YOUR INSTRUCTIONS: From first line to last, output the records below exactly.

Data items:
• • • •

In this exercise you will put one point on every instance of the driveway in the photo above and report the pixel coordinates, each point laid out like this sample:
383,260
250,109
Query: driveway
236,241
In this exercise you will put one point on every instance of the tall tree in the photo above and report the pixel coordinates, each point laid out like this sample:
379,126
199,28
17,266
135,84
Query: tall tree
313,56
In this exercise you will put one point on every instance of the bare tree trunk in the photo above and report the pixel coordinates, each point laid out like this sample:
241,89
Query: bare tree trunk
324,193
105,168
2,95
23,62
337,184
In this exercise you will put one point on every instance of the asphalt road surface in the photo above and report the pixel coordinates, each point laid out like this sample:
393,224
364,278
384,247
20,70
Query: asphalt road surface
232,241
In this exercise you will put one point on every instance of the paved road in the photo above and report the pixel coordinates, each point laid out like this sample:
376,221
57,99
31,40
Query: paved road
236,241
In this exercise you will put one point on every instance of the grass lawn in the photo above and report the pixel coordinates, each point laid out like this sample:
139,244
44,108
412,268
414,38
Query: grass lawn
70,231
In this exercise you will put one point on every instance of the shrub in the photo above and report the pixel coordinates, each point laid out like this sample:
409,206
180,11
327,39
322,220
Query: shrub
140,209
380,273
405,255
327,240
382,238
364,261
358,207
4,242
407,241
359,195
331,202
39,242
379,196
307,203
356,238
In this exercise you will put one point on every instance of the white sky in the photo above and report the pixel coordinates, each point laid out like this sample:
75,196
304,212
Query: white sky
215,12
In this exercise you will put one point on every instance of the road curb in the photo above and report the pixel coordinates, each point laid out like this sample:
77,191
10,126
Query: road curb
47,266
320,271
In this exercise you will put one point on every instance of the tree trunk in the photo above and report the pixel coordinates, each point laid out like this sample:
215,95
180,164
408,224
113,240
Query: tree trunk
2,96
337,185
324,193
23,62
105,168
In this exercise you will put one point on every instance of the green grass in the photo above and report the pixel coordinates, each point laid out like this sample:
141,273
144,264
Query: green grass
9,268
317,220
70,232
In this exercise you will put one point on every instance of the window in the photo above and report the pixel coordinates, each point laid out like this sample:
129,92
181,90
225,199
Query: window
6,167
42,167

• • • •

THE ANSWER:
In this exercise you will put one point on every instance of the driveway in the photo above and report the pixel coordinates, each point laid out like this sample:
383,260
250,109
Query: driveway
236,241
In this exercise you will put one point on every instance of the tall tree in the photo above and report the pixel coordinates, each point laid out like this sample:
379,126
199,28
17,266
135,84
Query: tall tree
313,56
In this exercise you will put one point on every instance of the bare tree trunk in the photo above and report the pixel coordinates, each point laid out like this sample:
241,89
Query: bare tree trunk
324,193
105,168
2,95
23,62
337,184
In this exercise you will put one point on every instance of the asphalt road surface in the photo above and report the pixel coordinates, each point laid out like this sample:
393,224
364,278
384,247
20,70
Query: asphalt road surface
232,241
In this exercise you will put one point on every instance of the paved road in the photo above and report the pixel coordinates, each point laid out like this sample:
376,221
57,99
31,40
Query: paved road
236,241
In this exercise you will put one point on every instance of the grass lawn in the photo above and report the pixel coordinates, each point laid out like this sample:
139,244
44,108
412,268
414,38
Query: grass lawn
70,231
In this exercise you will put one point on every instance of the shrub in the photo above and report the pixel coordinates, each point laid out like this sample:
409,206
180,11
327,39
322,220
Query: shrub
140,209
380,273
405,255
327,240
382,238
364,261
358,207
4,242
407,241
359,195
331,202
39,242
379,196
307,203
356,238
In this exercise you will put one point on every instance of the white sky in the photo above and report the pixel coordinates, each point laid out like this sample:
75,196
304,212
Query: white sky
215,12
In this exercise you will put one point on every instance of the road curb in the photo above and report the pixel coordinates, each point laid out like this sample:
77,191
10,126
Query: road curb
47,266
320,271
In this exercise you will put one point on every instance of the tree trunk in the photo above and report the pixel coordinates, each point laid out like this sample:
215,95
180,164
408,224
113,240
Query: tree trunk
2,96
337,185
324,193
23,62
105,168
In this exercise you will put one point on every instance of the green grass in the photo above and report the pixel coordinates, each point laid out like this sample:
141,273
144,264
Query: green grass
9,268
317,220
70,232
In this exercise you will put one point on every instance of the window in the photo above and report the pixel coordinates, each point laid out like this sample:
129,92
181,90
225,199
Query: window
6,167
42,167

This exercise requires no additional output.